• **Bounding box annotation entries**

━━━━

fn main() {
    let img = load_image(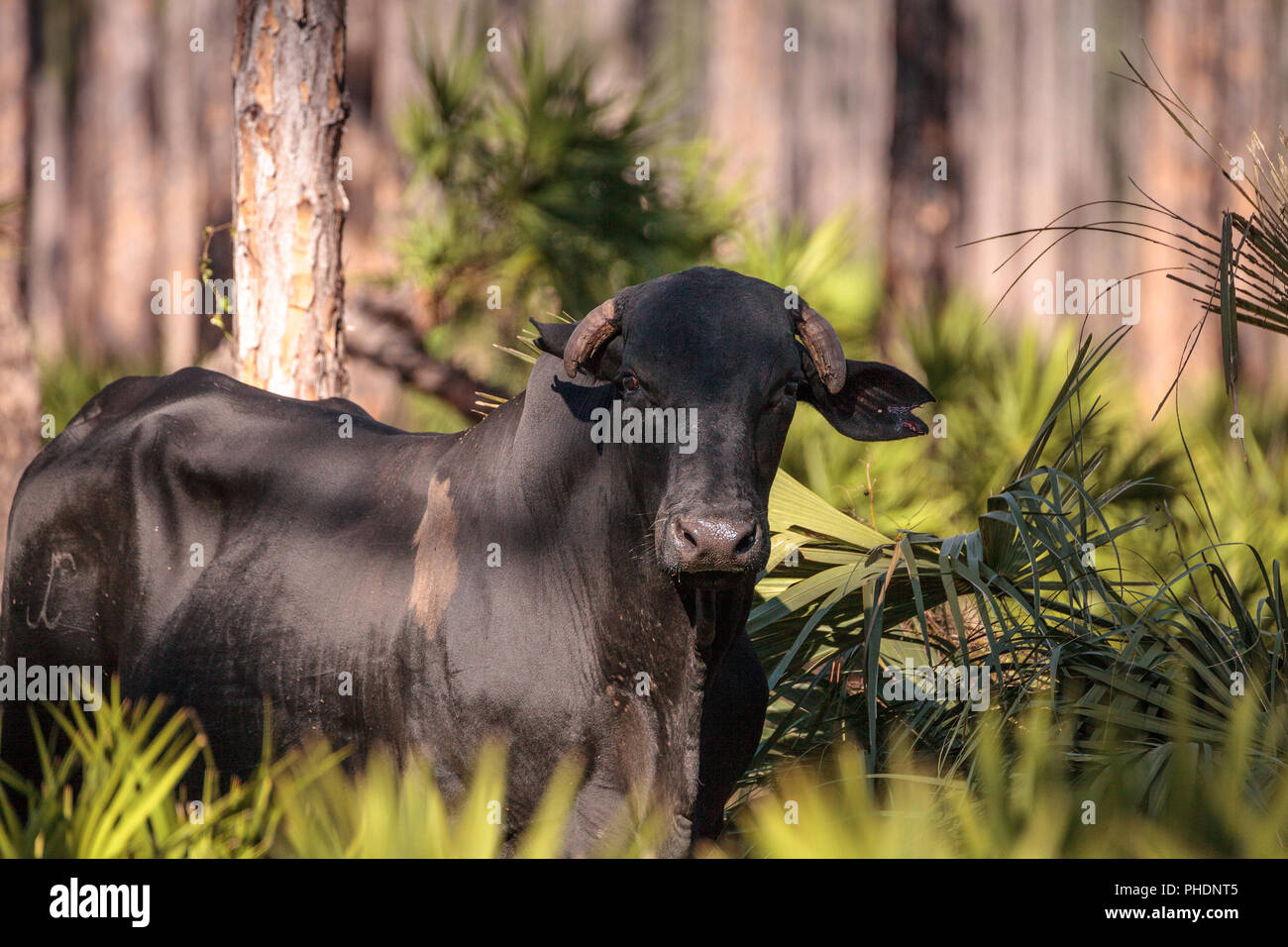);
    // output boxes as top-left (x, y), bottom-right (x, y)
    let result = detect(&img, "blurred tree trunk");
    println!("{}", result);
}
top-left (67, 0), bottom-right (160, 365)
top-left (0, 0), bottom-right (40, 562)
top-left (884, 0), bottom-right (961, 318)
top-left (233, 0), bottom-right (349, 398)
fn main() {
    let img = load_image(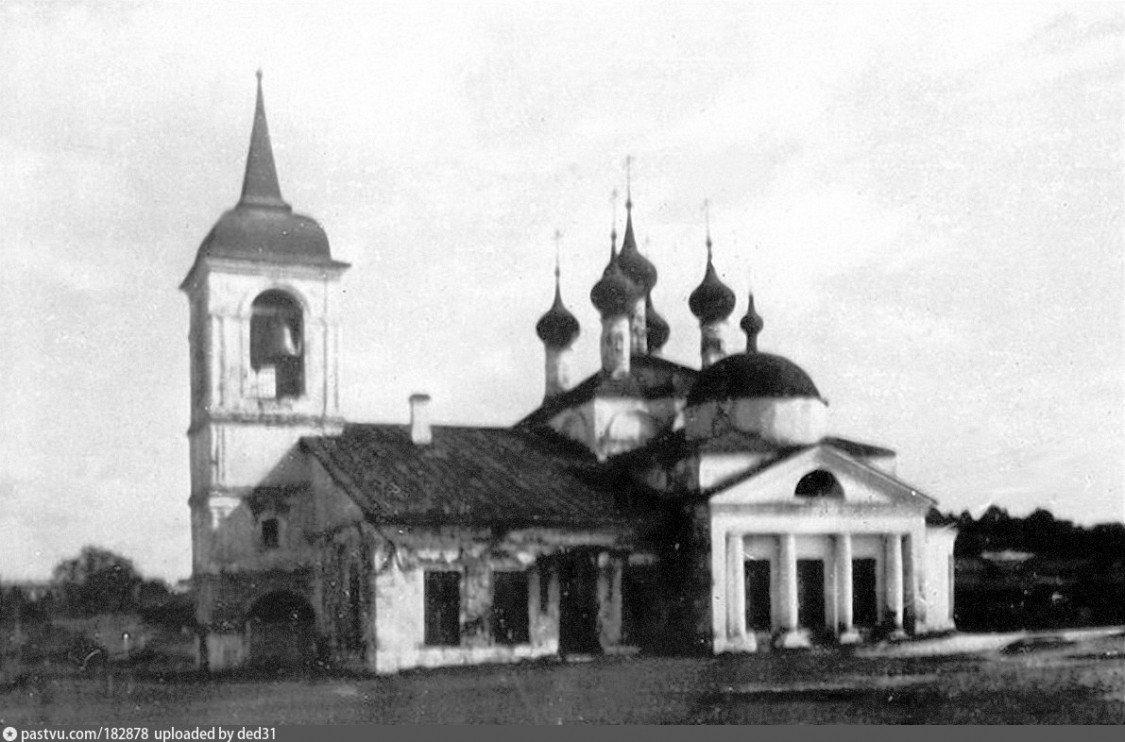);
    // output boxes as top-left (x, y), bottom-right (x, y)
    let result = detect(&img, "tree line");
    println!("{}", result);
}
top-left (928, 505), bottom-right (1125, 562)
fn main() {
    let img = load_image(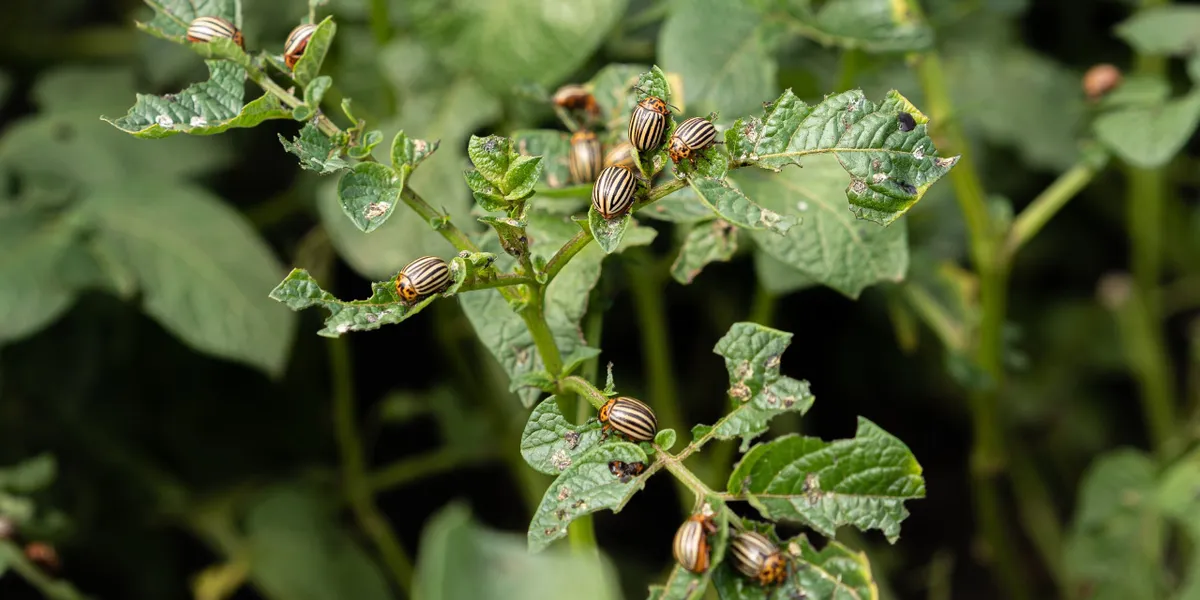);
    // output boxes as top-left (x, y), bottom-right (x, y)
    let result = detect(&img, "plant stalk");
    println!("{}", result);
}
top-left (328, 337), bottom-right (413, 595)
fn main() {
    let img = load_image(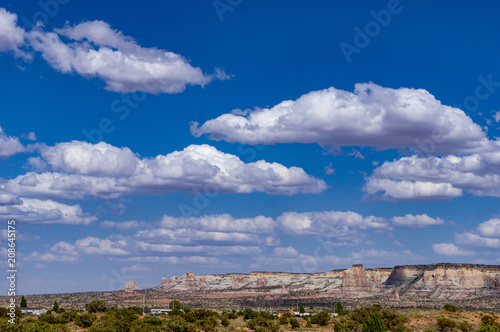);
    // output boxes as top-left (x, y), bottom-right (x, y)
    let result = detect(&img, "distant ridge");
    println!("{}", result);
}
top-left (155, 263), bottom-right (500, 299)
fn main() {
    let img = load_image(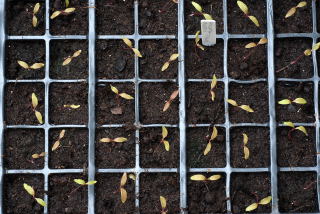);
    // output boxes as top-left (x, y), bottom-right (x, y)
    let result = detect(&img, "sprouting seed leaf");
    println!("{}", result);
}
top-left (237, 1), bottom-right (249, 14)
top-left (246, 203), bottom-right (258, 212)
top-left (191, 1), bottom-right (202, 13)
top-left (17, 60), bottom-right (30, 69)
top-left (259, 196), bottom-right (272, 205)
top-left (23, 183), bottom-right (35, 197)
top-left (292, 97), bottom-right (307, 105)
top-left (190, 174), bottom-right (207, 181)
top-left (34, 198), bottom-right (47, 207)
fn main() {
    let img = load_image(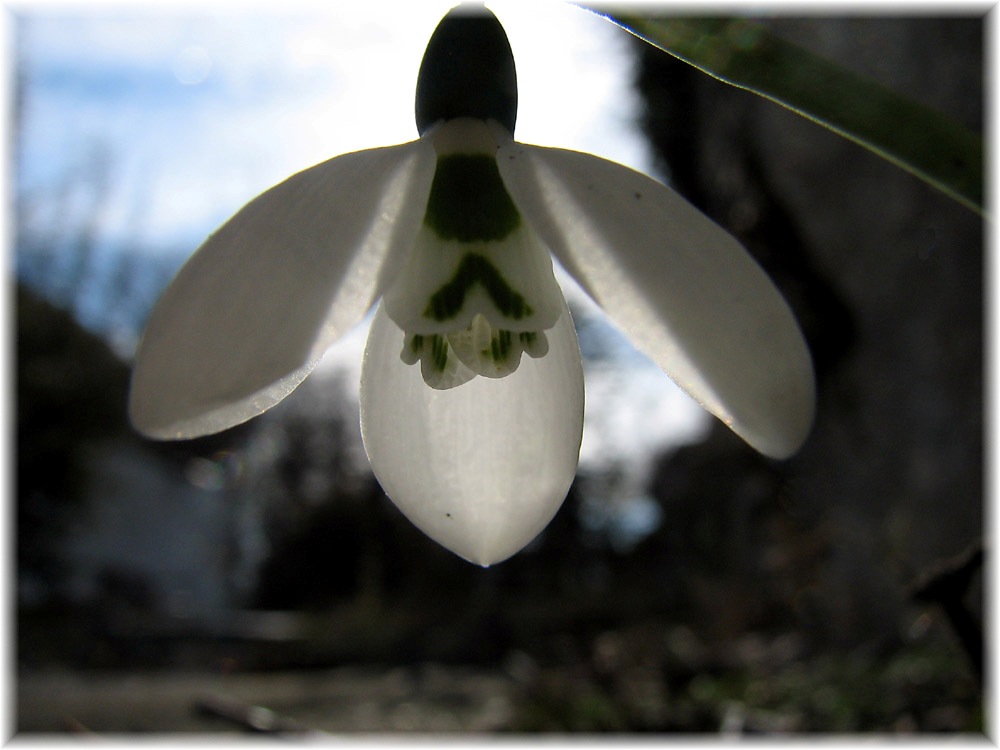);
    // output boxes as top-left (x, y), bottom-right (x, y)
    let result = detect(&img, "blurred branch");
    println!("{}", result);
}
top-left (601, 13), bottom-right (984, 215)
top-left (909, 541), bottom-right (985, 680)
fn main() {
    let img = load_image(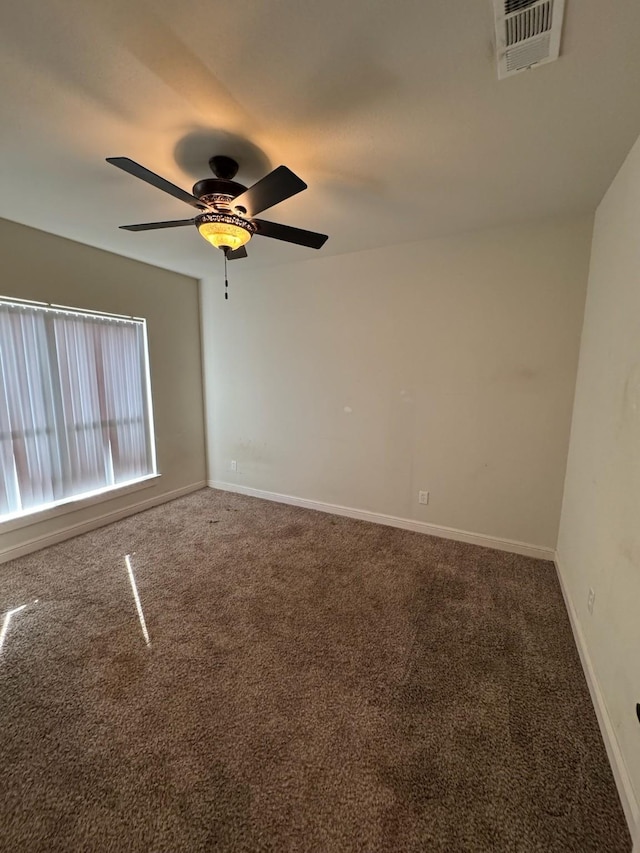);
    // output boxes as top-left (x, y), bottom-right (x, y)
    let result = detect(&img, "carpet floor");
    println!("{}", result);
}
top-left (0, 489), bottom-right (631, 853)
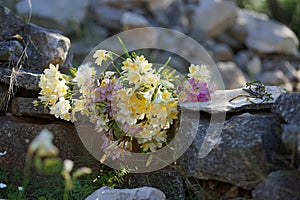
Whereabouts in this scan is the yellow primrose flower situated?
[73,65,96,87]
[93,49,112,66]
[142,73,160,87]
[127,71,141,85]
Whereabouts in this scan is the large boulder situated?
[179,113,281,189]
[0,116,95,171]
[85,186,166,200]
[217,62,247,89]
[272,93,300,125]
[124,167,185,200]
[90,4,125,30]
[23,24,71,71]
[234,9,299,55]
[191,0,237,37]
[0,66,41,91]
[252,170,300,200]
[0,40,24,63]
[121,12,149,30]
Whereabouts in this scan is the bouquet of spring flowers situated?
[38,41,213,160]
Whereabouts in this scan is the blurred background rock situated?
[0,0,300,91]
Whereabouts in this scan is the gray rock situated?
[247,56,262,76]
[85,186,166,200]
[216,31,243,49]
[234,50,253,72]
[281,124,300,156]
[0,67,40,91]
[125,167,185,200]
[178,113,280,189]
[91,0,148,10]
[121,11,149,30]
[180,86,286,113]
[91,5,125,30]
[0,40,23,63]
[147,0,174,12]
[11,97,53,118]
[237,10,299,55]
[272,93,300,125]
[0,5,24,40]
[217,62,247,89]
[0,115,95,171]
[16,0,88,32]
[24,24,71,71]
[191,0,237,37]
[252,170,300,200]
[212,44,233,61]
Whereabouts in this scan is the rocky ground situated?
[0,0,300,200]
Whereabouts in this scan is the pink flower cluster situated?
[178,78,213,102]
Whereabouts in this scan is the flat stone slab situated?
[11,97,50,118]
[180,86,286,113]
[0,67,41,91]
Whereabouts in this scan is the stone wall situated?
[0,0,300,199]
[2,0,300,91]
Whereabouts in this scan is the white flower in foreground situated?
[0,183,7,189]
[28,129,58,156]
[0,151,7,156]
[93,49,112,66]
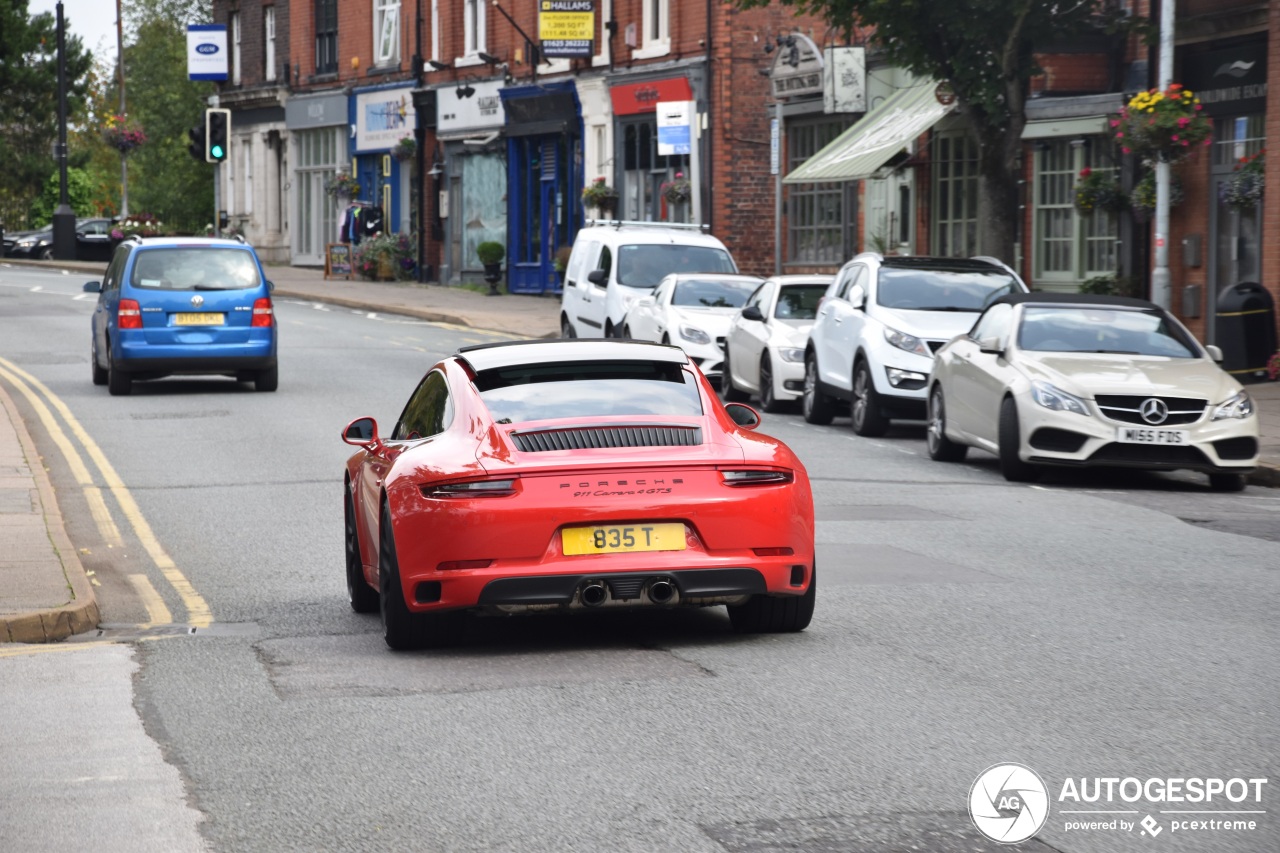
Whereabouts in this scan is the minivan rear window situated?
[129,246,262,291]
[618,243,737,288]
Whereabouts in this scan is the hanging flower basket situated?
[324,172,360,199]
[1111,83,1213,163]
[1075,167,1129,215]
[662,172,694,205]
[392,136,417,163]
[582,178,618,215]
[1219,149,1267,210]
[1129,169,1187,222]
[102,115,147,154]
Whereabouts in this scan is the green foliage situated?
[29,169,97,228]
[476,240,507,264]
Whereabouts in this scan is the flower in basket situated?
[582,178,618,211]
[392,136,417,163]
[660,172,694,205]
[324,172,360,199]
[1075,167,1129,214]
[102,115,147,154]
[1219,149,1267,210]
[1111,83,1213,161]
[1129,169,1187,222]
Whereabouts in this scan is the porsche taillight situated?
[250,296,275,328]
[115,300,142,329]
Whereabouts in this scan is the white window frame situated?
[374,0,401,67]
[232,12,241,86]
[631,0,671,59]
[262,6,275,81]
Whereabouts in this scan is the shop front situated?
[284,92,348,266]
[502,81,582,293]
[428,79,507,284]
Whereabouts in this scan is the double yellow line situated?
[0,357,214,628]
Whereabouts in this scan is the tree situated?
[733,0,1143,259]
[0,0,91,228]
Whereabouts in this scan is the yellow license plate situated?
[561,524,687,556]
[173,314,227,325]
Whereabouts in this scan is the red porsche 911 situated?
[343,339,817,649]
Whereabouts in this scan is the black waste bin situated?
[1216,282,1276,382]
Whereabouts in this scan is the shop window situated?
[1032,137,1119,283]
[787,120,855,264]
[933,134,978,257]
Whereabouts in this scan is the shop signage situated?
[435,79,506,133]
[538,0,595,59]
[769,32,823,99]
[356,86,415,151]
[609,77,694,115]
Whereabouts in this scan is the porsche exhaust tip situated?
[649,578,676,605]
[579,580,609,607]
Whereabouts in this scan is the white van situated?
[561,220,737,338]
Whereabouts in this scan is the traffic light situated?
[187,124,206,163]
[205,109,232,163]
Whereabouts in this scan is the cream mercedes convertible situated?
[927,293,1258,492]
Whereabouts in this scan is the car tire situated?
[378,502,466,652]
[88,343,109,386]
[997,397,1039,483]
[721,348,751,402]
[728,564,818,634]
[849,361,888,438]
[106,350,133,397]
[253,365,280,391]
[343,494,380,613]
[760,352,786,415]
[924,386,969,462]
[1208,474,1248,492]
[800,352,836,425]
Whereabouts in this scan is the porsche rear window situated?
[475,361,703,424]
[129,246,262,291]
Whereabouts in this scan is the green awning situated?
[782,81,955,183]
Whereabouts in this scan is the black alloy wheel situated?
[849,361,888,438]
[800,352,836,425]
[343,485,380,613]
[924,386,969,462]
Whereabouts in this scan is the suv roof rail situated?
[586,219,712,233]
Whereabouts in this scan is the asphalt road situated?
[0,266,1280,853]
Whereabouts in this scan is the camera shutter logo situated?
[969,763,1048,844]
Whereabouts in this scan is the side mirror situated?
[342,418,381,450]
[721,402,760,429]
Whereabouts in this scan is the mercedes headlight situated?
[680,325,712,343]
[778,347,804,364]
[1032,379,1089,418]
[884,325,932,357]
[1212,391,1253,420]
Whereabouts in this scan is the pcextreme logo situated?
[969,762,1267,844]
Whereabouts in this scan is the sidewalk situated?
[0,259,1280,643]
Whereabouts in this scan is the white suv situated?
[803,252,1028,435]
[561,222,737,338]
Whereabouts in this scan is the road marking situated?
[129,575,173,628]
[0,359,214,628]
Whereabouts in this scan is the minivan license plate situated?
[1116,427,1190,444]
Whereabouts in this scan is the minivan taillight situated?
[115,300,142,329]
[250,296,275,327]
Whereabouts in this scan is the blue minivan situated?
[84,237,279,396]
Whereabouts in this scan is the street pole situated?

━━━━

• **Work to complete**
Repeat the lines above, from the line with "Whereabouts in this scan is the road" through the last line, copying each one exactly.

• **Reply**
Whereabouts in this scan is the road marking situated?
[129,575,173,628]
[0,359,214,628]
Whereabouts in this scan is the minivan license plate situated?
[1116,427,1190,444]
Whereabouts in this scan is the minivan taillight situated?
[115,300,142,329]
[250,296,275,327]
Whereabouts in this scan is the blue minivan situated?
[84,237,279,396]
Whereabouts in this scan is the street pole situated?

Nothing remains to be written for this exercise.